** BEGIN SELECTED EXTRACT **

# Strongman road to 105k Pro



## fubaseball (Nov 12, 2012)

Alright fellas, told y'all I'd start up a strongman log so here it is! 

Diet is super tight, but normally I wake up at 4:30am drink 16oz egg whites and a banana. Also I took 200mg of Strango TNE. 

Got to the gym about 5:45 for some Monday morning squats 

Hit PR, 545 with just Oly shoes and knee wraps. I don't like a belt or suit or any of that shit. I easily had a 565, but had to leave to make it to work on time. 

Anyway, for the moment I am just doing the basic lifts. Squat, OHP, Deadlift and bench. All on separate days. I just moved to Nashville 2 months ago and am just now getting all my equipment for strongman. So there will be another day just for Event training. 

If there is anything y'all would like to know, just ask!


----------



## tri-terror (Nov 12, 2012)

You pounding the egg whites right out of the carton?
What's your weight at right now?


----------



## fubaseball (Nov 12, 2012)

I mix them with no sugar added Nesquik powder. Taste just like Chocolate milk.

I weighed 231.2 yesterday morning on a empty stomach


----------



## tri-terror (Nov 12, 2012)

Nesquik powder huh?  That's a good idea.


----------



## fubaseball (Nov 12, 2012)

** END SELECTED EXTRACT **

-- GIVEN PROBLEM 1 --
Reproduce the records word for word, from the line containing "Pest-scouting request: tag the wine" through the end of the records.

** BEGIN DATA PROVIDED **

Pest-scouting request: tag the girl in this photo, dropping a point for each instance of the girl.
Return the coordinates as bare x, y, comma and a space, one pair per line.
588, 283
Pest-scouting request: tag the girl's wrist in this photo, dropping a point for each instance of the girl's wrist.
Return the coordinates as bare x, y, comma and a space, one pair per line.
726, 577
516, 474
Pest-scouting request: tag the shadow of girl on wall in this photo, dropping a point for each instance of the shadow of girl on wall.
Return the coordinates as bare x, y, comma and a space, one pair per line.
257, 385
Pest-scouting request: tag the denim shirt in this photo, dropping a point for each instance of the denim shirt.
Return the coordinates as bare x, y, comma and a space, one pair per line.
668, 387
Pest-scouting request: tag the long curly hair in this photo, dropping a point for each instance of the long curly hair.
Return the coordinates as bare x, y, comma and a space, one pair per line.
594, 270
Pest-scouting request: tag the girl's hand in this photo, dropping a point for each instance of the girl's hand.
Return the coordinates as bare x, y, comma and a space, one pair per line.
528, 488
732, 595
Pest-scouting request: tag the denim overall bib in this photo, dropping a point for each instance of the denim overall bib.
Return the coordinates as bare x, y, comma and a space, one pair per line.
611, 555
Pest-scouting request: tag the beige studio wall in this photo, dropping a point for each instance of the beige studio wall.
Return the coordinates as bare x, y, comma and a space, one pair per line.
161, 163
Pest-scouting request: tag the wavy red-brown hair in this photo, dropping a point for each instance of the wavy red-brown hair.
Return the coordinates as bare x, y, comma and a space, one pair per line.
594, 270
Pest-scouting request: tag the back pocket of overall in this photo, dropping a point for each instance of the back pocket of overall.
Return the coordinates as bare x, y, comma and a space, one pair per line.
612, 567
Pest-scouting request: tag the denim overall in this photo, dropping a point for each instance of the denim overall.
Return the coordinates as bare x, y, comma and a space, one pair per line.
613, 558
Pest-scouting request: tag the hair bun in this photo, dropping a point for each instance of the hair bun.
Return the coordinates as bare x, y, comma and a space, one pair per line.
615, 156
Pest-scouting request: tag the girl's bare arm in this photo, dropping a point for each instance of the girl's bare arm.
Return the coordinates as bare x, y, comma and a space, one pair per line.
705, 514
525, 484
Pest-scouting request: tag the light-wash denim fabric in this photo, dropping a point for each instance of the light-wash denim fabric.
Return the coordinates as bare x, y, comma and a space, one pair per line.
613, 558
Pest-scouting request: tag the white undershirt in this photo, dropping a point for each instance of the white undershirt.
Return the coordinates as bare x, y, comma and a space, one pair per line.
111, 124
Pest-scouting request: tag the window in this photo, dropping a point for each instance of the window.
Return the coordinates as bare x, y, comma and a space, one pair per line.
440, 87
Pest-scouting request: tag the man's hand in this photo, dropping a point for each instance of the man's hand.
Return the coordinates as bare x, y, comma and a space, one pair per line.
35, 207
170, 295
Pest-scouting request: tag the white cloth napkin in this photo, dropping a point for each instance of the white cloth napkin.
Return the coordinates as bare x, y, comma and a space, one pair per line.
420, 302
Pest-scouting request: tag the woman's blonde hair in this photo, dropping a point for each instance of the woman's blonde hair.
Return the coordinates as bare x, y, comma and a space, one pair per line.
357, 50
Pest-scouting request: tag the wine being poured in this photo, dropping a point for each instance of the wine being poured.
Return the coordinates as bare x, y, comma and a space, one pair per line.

** END DATA PROVIDED **

-- GIVEN PROBLEM 2 --
Answer these about the strongman log thread:
(a) What time does the original poster normally wake up?
(b) What weight did he squat for his PR?
(c) What does he mix the egg whites with?

-- FULL SOLUTION 1 --
Pest-scouting request: tag the wine being poured in this photo, dropping a point for each instance of the wine being poured.
Return the coordinates as bare x, y, comma and a space, one pair per line.

-- FULL SOLUTION 2 --
(a) 4:30am
(b) 545
(c) No sugar added Nesquik powder